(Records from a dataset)
____
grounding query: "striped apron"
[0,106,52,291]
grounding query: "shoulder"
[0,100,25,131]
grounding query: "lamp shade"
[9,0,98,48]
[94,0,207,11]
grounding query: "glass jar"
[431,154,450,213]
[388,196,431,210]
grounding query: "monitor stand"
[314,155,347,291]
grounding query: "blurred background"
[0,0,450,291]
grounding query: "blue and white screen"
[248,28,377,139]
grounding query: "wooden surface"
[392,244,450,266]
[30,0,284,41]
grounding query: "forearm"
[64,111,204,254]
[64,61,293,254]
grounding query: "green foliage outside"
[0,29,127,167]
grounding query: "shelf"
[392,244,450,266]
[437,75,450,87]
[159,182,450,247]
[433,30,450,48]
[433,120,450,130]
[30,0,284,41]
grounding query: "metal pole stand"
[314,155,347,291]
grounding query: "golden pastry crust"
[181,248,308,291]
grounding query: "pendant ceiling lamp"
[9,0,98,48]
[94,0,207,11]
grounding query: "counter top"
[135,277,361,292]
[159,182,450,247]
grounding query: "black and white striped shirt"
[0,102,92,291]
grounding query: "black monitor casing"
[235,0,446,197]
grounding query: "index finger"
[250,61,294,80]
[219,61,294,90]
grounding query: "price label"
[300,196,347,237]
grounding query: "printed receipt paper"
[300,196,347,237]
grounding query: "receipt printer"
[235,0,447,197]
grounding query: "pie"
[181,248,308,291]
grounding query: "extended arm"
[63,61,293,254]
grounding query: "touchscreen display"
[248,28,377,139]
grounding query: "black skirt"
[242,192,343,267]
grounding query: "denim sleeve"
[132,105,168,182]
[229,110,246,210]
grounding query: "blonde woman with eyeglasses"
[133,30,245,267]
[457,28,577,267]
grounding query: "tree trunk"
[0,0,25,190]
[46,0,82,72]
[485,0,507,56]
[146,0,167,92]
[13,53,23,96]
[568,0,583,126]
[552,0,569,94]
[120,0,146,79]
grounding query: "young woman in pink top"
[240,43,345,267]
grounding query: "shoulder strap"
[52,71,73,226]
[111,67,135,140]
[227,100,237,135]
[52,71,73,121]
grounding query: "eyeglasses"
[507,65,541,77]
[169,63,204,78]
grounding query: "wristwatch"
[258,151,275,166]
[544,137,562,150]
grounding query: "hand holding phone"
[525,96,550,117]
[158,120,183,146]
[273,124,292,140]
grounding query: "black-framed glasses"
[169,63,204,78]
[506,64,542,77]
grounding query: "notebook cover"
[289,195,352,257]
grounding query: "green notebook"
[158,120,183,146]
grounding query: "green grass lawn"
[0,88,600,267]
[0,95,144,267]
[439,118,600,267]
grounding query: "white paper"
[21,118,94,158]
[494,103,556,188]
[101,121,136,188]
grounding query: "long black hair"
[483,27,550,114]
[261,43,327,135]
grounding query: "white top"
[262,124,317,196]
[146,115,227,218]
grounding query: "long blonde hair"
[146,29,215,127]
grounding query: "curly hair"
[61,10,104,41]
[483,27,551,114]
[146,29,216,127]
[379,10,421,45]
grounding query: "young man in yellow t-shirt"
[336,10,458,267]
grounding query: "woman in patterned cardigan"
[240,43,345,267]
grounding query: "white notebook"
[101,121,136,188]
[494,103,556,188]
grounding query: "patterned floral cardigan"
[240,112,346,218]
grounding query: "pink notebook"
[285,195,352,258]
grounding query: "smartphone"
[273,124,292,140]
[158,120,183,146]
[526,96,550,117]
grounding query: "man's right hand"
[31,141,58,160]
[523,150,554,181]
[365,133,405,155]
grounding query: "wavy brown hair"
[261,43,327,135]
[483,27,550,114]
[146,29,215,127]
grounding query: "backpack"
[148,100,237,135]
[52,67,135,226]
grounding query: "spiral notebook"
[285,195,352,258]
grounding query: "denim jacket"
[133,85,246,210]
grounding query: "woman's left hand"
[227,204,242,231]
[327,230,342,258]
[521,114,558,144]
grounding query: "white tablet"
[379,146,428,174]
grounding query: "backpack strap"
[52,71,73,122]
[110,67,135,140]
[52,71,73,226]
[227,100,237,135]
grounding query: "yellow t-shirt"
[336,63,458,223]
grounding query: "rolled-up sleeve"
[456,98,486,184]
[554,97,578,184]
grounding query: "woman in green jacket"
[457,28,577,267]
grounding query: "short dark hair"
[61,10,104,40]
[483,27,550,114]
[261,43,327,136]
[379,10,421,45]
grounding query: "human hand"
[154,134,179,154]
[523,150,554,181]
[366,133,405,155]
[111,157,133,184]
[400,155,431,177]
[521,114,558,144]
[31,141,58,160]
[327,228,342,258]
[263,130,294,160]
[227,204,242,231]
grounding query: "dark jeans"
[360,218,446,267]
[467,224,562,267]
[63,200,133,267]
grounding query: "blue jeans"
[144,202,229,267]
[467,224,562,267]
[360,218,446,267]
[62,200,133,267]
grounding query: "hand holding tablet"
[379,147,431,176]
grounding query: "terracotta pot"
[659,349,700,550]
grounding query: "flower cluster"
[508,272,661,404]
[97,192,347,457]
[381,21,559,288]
____
= What is being asked =
Copy out the whole listing exactly.

= Output =
grounding query: "striped apron"
[0,106,52,291]
grounding query: "shoulder"
[0,100,25,131]
grounding query: "lamp shade"
[9,0,98,48]
[94,0,207,11]
grounding query: "glass jar"
[431,154,450,213]
[388,196,431,210]
grounding query: "monitor stand"
[314,155,347,291]
grounding query: "blurred background"
[0,0,450,291]
grounding query: "blue and white screen"
[248,28,377,139]
grounding query: "wooden surface"
[392,244,450,266]
[30,0,284,41]
grounding query: "forearm"
[64,111,204,254]
[64,61,293,254]
grounding query: "green foliage outside"
[0,29,127,167]
grounding query: "shelf"
[392,244,450,266]
[437,75,450,87]
[159,182,450,247]
[433,30,450,48]
[433,120,450,130]
[30,0,284,41]
grounding query: "metal pole stand"
[314,155,347,291]
grounding query: "golden pastry crust"
[181,248,308,291]
grounding query: "pendant ceiling lamp"
[9,0,98,48]
[94,0,207,11]
grounding query: "counter top"
[135,277,361,292]
[159,182,450,247]
grounding query: "black and white striped shirt"
[0,102,92,291]
grounding query: "black monitor casing"
[235,0,446,197]
grounding query: "index finger"
[250,61,294,80]
[219,61,294,90]
grounding query: "price label"
[300,196,347,237]
grounding query: "printed receipt paper"
[300,196,347,237]
grounding query: "receipt printer"
[235,0,447,197]
grounding query: "pie"
[181,248,308,291]
grounding query: "extended arm"
[63,61,293,254]
grounding query: "touchscreen display"
[248,28,377,139]
grounding query: "black skirt"
[242,192,343,267]
grounding query: "denim sleeve"
[132,105,168,182]
[229,110,246,210]
grounding query: "blonde woman with eyeglasses"
[133,30,245,267]
[457,28,577,267]
grounding query: "tree trunk"
[0,0,25,190]
[46,0,82,72]
[485,0,507,56]
[146,0,167,92]
[13,53,23,96]
[568,0,583,126]
[552,0,569,94]
[120,0,146,79]
grounding query: "young woman in pink top"
[240,43,345,267]
grounding query: "shoulder strap"
[52,71,73,226]
[111,67,135,140]
[227,100,237,135]
[52,71,73,121]
grounding query: "eyeglasses"
[507,65,541,77]
[169,63,204,78]
grounding query: "wristwatch"
[258,151,275,166]
[544,137,562,150]
grounding query: "hand holding phone"
[525,96,550,117]
[158,120,183,146]
[273,124,292,140]
grounding query: "black-framed glasses"
[169,63,204,78]
[506,64,542,77]
grounding query: "notebook cover"
[289,195,352,257]
grounding query: "green notebook"
[158,120,183,146]
grounding query: "green grass lawn"
[0,88,600,267]
[0,95,144,267]
[439,118,600,267]
grounding query: "white paper"
[21,118,94,158]
[494,103,556,188]
[101,121,136,188]
grounding query: "long black hair"
[483,27,550,114]
[261,43,327,135]
grounding query: "white top"
[262,124,317,196]
[146,115,227,218]
grounding query: "long blonde hair"
[146,29,215,127]
grounding query: "curly hair"
[61,10,104,41]
[483,27,551,114]
[146,29,216,127]
[379,10,421,45]
grounding query: "young man in yellow t-shirt"
[336,10,458,267]
grounding query: "woman in patterned cardigan"
[240,43,345,267]
grounding query: "white notebook"
[101,121,136,188]
[494,103,556,188]
grounding query: "patterned floral cardigan"
[240,112,346,218]
grounding query: "pink notebook"
[285,195,352,258]
grounding query: "smartphone"
[273,124,292,140]
[158,120,183,146]
[526,96,550,117]
grounding query: "man's right hand"
[31,141,58,160]
[523,150,554,181]
[365,133,405,155]
grounding query: "wavy brown hair"
[261,43,327,135]
[483,27,550,114]
[146,29,215,127]
grounding query: "backpack"
[148,100,237,135]
[52,67,135,226]
grounding query: "spiral notebook"
[285,195,352,258]
grounding query: "denim jacket"
[133,85,246,210]
grounding query: "woman's left hand"
[227,204,242,231]
[327,230,342,258]
[521,114,558,144]
grounding query: "white tablet"
[379,146,428,174]
grounding query: "backpack strap"
[52,71,73,122]
[110,67,135,140]
[52,71,73,226]
[227,100,237,135]
grounding query: "yellow t-shirt"
[336,63,458,223]
grounding query: "rolled-up sleeve"
[456,98,486,184]
[554,97,578,184]
grounding query: "woman in green jacket"
[457,28,577,267]
grounding query: "short dark hair"
[61,10,104,40]
[483,27,550,114]
[261,43,327,136]
[379,10,421,45]
grounding query: "human hand"
[154,134,179,154]
[523,150,554,181]
[366,133,405,155]
[111,157,133,184]
[400,155,431,177]
[521,114,558,144]
[31,141,58,160]
[327,228,342,258]
[263,130,294,160]
[227,204,242,231]
grounding query: "dark jeans"
[360,218,446,267]
[467,224,562,267]
[63,200,133,267]
grounding query: "blue jeans"
[144,202,229,267]
[467,224,562,267]
[360,218,446,267]
[62,200,133,267]
grounding query: "hand holding tablet"
[379,147,431,176]
grounding query: "terracotta pot"
[659,349,700,550]
grounding query: "flower cluster"
[508,272,661,404]
[97,192,347,457]
[381,21,559,288]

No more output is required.